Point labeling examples
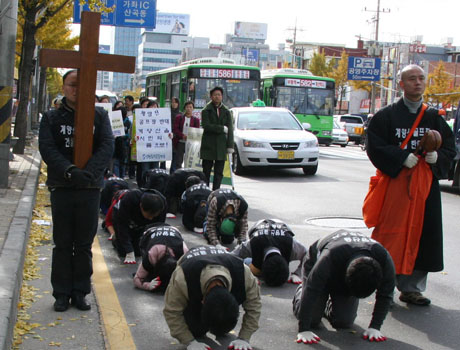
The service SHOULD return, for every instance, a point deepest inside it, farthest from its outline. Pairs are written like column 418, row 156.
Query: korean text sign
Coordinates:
column 153, row 130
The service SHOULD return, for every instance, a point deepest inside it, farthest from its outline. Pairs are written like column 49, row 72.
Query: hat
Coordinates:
column 215, row 89
column 227, row 227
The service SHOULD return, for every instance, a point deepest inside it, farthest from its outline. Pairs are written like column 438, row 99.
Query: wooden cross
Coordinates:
column 88, row 61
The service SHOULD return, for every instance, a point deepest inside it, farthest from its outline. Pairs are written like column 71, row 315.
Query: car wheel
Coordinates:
column 238, row 168
column 310, row 170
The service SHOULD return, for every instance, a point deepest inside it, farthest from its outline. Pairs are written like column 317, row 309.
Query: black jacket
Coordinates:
column 56, row 145
column 324, row 272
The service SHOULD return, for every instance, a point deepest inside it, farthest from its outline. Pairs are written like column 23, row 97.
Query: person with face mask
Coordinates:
column 227, row 218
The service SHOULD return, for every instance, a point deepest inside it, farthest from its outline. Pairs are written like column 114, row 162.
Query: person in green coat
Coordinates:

The problem – Reproduce all of the data above, swapping every "Query" for "Target" and changing nothing else. Omit the pictures.

Correct output –
The service SHOULD return, for every instance, a point deepest inside it, farthest from its outline. Pairs are written like column 418, row 156.
Target: korean text sign
Coordinates:
column 153, row 130
The service SHOULD return, for every instance, a point deepest inside it, farthest from its outline. Pairs are written like column 49, row 72.
Target: hat
Coordinates:
column 215, row 89
column 227, row 227
The service SHOULD return, for every instance, a point deepest inside it, farthest from its outline. Pairs are written like column 438, row 99.
Target: wooden cross
Coordinates:
column 88, row 61
The service SHOULD return, for every instance, a point deepest inside it, farthest from its outline. Pairs are written like column 71, row 315.
Target: car wheel
Coordinates:
column 238, row 168
column 310, row 170
The service SHOULD return, for every instance, a point deepest inside it, farthest from its outline. Pairs are written like column 317, row 309.
Target: black jacket
Coordinates:
column 56, row 145
column 324, row 272
The service SHOULD return, for every instance, a point deepest inside it, farthest from its outline. Pairs are written like column 23, row 97.
Target: person with face mask
Coordinates:
column 227, row 218
The service SHOULD return, for every instance, a point deepest inside it, farthest from its outline. Pairs are written like column 114, row 162.
Target: person in green coat
Coordinates:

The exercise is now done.